**PROVIDED DATA:**
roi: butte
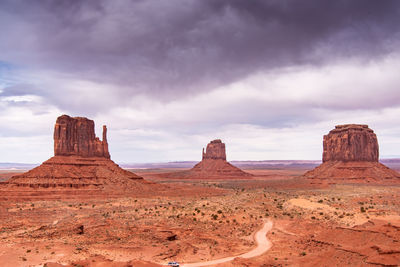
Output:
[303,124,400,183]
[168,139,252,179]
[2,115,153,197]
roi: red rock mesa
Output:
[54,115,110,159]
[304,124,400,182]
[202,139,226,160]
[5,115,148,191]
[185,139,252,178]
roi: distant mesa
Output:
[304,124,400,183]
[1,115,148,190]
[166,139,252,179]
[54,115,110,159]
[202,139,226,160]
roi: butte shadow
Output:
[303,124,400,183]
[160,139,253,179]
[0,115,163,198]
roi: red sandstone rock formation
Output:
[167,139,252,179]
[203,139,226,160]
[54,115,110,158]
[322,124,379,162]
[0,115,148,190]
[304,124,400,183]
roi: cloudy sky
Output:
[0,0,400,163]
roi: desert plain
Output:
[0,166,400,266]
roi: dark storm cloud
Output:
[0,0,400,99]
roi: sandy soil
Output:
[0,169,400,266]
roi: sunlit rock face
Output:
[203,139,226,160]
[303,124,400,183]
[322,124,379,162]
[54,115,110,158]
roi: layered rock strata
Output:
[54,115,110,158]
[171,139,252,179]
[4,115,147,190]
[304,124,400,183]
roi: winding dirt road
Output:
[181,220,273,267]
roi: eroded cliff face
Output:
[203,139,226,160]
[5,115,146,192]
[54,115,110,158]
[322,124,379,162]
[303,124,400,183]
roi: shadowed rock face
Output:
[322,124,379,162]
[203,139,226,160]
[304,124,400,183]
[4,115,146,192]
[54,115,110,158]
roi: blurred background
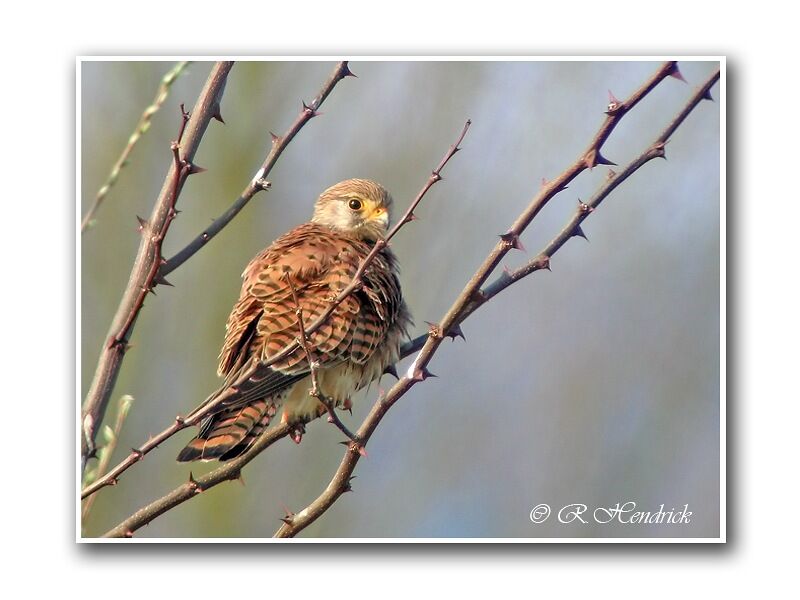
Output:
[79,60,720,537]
---
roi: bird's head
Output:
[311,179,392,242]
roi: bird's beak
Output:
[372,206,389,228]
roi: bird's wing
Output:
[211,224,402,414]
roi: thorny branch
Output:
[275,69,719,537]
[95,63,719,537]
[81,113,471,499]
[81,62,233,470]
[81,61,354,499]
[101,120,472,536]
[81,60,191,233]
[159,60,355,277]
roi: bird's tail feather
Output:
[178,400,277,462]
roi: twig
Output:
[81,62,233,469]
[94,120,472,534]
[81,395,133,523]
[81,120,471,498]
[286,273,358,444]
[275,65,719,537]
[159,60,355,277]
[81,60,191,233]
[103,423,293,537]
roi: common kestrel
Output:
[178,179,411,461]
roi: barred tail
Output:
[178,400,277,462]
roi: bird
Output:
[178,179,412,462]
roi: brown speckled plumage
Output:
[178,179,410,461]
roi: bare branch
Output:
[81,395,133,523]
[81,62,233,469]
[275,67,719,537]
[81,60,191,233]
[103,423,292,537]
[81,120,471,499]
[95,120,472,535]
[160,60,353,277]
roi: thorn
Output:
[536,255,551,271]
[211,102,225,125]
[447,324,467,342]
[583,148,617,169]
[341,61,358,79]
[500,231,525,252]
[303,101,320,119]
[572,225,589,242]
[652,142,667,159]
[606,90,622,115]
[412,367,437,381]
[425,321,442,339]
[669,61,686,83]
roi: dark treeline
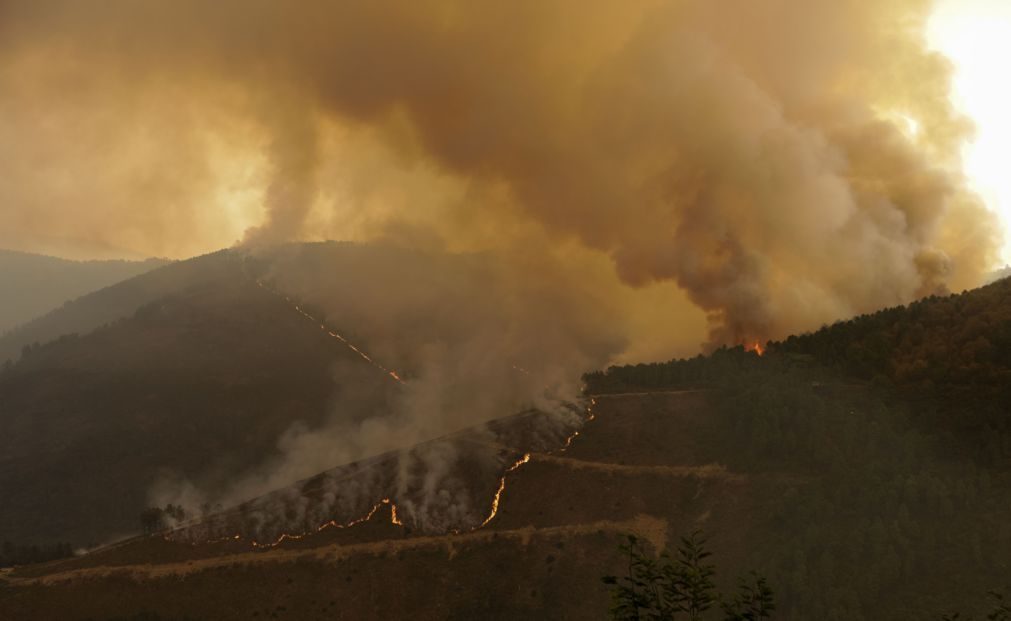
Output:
* * *
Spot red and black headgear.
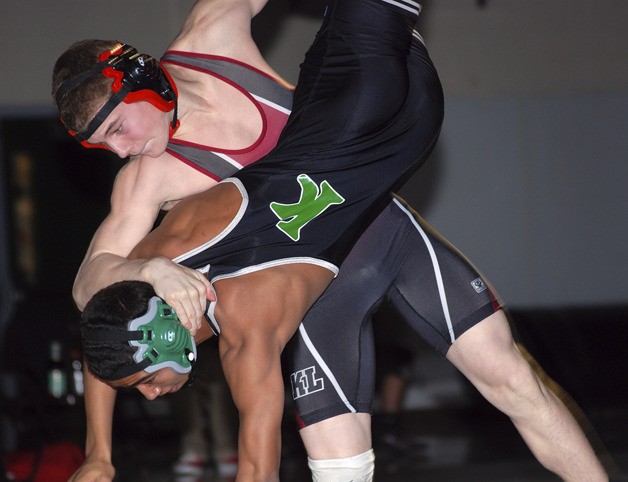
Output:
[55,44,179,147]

**WHAT IS ASKED:** Please render the listing from the line with "roi: sunlit rock face" up to and including the line with "[181,220,273,267]" as a Markdown table with the columns Row and Text. Give each line its own numbered row and leave out blank lines.

**TASK SOLUTION:**
| Row | Text |
|---|---|
| 1 | roi: sunlit rock face |
| 2 | Output: |
| 3 | [203,139,226,160] |
| 4 | [303,124,400,183] |
| 5 | [322,124,379,162] |
| 6 | [54,115,110,158] |
| 7 | roi: layered rock strata |
| 8 | Output: |
| 9 | [54,115,110,158] |
| 10 | [171,139,252,179] |
| 11 | [4,115,147,190] |
| 12 | [304,124,400,183] |
| 13 | roi: winding dirt road |
| 14 | Output: |
| 15 | [181,220,273,267] |